== Directive ==
Can you reproduce only the part of the records that opens with the line containing "Trace the outline of every instance of the <item>man" and runs through the end of the records, requests included, but with every polygon coordinate in the answers multiplied by 0.55 and rounded to a whole number, halves rounded up?

== Input data ==
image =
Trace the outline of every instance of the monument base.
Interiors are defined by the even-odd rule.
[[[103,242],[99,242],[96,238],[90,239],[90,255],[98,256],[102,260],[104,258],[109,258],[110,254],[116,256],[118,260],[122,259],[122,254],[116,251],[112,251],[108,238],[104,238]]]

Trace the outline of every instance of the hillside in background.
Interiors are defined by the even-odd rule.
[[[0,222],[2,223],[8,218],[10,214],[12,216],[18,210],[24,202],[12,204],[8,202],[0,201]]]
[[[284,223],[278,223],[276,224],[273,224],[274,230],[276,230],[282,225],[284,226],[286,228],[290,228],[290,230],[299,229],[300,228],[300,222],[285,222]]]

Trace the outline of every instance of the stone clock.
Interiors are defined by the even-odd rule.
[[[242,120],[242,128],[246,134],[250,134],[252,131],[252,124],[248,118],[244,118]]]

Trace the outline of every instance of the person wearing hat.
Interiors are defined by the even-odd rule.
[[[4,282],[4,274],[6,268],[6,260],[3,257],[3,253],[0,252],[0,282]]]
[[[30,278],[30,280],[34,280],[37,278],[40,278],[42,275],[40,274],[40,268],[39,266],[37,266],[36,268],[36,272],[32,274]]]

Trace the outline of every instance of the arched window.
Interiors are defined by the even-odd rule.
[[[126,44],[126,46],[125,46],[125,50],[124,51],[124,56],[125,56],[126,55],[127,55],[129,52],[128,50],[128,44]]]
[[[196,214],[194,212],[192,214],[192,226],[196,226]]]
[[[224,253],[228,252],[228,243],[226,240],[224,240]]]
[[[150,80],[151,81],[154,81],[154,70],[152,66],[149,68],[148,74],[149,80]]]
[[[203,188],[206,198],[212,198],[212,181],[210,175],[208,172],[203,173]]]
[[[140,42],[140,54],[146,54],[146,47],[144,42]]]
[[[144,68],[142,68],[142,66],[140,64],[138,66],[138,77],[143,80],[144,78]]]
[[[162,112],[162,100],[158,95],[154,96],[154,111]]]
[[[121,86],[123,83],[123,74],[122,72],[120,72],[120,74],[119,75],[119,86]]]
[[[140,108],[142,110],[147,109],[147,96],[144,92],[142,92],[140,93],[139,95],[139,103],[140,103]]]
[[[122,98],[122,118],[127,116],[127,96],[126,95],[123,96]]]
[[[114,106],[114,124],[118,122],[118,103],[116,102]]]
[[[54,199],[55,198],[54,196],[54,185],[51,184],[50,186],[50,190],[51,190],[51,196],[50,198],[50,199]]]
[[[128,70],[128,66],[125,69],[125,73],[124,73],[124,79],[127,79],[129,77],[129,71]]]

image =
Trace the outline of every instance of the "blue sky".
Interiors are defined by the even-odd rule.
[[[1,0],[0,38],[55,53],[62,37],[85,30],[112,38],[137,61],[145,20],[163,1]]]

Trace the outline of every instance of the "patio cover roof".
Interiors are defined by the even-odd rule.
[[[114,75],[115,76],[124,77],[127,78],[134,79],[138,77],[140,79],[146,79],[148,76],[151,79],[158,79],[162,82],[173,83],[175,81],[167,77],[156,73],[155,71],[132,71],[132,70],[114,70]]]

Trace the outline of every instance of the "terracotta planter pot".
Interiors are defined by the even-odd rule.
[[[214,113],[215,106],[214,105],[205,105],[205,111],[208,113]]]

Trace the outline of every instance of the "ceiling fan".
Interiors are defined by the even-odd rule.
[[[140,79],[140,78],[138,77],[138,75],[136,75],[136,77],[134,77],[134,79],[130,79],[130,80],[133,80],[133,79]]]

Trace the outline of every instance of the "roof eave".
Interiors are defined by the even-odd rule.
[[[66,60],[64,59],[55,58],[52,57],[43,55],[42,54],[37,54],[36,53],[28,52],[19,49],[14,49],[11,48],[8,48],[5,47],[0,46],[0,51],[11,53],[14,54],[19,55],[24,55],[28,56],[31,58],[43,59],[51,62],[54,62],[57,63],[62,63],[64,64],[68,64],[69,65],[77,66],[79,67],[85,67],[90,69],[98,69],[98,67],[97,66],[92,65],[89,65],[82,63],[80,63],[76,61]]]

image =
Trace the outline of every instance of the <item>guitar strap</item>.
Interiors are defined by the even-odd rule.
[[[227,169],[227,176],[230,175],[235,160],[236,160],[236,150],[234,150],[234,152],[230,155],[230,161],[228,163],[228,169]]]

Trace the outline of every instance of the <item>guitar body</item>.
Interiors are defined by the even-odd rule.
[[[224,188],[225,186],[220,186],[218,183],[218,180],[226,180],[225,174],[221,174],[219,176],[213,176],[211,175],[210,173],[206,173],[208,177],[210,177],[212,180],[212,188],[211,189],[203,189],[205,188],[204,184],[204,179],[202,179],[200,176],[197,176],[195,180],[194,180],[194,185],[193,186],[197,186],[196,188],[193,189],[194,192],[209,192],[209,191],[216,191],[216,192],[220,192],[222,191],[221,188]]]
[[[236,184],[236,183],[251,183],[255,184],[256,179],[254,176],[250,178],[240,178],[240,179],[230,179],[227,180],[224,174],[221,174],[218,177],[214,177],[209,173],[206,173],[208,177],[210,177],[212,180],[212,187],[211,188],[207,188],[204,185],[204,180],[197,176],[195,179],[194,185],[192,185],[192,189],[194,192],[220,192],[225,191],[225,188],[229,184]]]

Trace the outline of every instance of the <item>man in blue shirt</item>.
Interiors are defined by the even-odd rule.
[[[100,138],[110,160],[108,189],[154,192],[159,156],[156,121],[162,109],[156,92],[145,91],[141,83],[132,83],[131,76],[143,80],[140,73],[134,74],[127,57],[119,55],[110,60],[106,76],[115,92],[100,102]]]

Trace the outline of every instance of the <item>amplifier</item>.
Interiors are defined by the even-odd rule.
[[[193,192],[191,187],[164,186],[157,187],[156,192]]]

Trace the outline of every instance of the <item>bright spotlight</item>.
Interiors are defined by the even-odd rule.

== Written answer ==
Trace the outline of every instance of the <item>man in blue shirt</item>.
Interiors are defined by the even-odd rule.
[[[55,76],[61,88],[59,104],[85,106],[87,86],[86,67],[89,60],[86,51],[80,50],[78,46],[73,46],[72,42],[79,44],[77,40],[74,41],[70,31],[65,30],[61,33],[58,42],[63,51],[55,56]]]

Trace the outline of every instance of the <item>amplifier</item>.
Interiors are defined by the even-odd rule.
[[[106,106],[105,103],[90,102],[86,103],[86,106]]]

Trace the outline of every instance of the <item>bright spotlight</item>.
Interiors are defined by the even-odd rule.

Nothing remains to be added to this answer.